** Required task **
Rewrite the material from its first line through the line containing "378 118 L 379", changing "windshield" to "windscreen" and leaving everything else unchanged.

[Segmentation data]
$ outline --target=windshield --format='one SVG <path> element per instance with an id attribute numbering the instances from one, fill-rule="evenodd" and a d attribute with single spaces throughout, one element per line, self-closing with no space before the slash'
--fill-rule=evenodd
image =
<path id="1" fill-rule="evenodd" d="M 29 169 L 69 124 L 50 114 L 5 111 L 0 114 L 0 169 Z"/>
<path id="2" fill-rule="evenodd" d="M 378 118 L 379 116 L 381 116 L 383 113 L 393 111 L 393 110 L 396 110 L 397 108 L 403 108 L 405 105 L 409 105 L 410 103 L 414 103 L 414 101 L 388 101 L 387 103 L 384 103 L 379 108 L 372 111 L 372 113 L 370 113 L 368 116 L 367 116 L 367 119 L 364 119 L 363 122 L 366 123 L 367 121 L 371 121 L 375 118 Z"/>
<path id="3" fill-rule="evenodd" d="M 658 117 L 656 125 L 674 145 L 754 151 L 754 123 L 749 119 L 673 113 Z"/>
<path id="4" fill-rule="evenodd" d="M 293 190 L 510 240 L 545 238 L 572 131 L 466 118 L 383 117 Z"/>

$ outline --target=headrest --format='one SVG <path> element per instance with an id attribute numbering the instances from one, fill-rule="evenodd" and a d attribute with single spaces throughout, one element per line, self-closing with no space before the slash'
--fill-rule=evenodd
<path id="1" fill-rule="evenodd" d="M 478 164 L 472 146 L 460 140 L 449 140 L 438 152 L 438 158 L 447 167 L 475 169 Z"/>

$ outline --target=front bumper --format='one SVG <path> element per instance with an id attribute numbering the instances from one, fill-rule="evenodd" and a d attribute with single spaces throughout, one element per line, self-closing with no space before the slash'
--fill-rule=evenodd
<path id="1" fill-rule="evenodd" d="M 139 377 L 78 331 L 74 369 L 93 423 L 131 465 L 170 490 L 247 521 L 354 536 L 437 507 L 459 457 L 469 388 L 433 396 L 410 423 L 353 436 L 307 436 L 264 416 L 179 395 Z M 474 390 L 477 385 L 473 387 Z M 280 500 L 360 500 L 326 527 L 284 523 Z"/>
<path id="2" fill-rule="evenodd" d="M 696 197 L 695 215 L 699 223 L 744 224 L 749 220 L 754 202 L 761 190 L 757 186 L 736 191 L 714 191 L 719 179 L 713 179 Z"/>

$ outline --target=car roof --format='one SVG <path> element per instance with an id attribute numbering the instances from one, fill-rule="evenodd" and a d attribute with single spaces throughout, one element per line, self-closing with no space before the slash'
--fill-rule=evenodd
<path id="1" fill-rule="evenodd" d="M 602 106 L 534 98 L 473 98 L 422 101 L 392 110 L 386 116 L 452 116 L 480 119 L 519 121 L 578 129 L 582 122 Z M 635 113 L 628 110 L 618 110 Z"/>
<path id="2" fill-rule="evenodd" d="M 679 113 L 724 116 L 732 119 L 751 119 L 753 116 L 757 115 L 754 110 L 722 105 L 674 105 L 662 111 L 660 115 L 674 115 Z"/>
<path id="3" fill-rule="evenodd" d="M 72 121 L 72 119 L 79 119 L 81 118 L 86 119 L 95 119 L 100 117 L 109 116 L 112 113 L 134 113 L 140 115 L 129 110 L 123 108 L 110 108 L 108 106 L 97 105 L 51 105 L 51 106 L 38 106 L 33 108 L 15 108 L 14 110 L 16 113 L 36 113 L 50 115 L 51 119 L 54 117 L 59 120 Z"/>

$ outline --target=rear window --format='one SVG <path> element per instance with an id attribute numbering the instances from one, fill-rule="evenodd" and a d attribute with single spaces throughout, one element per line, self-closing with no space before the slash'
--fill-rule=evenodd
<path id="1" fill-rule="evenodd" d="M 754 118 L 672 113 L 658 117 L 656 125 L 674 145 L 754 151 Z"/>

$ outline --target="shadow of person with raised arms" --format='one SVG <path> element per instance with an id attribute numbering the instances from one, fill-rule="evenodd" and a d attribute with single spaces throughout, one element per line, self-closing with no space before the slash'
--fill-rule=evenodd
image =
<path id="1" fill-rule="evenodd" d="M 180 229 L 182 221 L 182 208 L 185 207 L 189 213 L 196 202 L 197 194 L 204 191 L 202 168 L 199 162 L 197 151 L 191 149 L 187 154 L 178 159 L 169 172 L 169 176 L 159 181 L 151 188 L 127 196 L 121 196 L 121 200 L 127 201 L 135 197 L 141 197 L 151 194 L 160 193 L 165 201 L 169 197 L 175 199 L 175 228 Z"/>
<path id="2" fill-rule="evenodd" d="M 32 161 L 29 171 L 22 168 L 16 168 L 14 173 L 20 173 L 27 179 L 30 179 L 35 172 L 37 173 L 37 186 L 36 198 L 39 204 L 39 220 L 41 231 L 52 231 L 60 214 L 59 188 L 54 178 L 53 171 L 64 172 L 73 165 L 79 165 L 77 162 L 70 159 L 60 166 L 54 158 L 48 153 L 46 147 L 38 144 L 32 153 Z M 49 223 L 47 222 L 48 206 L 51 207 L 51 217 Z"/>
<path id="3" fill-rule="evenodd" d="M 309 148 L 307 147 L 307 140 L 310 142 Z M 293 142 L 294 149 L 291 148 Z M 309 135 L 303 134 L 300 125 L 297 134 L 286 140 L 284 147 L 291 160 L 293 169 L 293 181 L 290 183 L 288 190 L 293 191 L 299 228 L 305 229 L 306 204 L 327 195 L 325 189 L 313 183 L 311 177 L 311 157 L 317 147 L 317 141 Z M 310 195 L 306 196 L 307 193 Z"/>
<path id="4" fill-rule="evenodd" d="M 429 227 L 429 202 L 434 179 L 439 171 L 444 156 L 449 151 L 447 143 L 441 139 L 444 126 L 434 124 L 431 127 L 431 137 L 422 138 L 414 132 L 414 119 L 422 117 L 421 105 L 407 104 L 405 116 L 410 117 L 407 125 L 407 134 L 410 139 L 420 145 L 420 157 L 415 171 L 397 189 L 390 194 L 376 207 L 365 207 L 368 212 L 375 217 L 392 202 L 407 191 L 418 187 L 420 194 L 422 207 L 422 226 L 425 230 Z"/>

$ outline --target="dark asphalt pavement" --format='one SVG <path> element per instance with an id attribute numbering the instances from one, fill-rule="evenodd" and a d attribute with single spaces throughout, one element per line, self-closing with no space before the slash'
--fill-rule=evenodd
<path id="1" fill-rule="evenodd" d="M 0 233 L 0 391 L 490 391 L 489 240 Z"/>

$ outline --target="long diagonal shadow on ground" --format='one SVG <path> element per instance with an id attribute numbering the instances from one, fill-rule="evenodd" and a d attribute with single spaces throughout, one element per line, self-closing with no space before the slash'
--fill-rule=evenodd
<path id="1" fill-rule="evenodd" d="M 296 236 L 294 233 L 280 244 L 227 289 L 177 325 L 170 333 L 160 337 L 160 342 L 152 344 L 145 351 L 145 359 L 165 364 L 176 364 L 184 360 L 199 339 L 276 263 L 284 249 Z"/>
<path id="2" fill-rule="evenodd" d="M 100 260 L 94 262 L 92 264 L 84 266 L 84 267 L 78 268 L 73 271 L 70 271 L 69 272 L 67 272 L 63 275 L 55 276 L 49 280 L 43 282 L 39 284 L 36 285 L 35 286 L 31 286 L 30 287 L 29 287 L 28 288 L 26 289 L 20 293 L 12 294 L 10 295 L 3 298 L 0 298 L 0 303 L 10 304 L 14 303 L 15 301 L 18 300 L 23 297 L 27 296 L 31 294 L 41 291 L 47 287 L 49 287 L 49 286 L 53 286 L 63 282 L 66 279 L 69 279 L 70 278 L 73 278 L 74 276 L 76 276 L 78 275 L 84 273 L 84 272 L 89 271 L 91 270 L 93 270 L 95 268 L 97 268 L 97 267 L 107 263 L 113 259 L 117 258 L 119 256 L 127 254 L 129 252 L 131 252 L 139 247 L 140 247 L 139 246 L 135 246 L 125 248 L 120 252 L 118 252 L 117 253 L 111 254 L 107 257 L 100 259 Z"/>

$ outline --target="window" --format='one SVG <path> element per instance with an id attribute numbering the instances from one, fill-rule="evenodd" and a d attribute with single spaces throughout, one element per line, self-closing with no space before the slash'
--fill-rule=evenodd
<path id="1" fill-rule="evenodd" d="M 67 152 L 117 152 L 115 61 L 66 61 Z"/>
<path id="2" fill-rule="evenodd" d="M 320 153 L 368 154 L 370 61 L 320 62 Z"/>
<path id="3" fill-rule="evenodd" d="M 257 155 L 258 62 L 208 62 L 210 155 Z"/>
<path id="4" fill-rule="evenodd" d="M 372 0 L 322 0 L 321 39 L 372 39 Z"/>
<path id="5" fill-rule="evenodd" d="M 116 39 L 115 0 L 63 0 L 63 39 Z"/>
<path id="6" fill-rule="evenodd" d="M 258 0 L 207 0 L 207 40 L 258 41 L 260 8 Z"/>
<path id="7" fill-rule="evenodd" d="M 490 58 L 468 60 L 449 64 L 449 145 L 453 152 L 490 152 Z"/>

** Exercise solution **
$ outline --target=windscreen --format='one SVG <path> element per instance with an id attribute numbering the instances from one, fill-rule="evenodd" and a d attribute with single spaces throughout, one element per line, self-closing with no space before the slash'
--fill-rule=evenodd
image =
<path id="1" fill-rule="evenodd" d="M 29 169 L 69 124 L 50 114 L 5 111 L 0 114 L 0 169 Z"/>
<path id="2" fill-rule="evenodd" d="M 378 118 L 379 116 L 381 116 L 383 113 L 393 111 L 393 110 L 396 110 L 397 108 L 403 108 L 405 105 L 409 105 L 410 103 L 414 103 L 414 101 L 388 101 L 387 103 L 384 103 L 379 108 L 372 111 L 372 113 L 370 113 L 368 116 L 367 116 L 367 119 L 364 119 L 363 122 L 366 123 L 367 121 L 371 121 L 375 118 Z"/>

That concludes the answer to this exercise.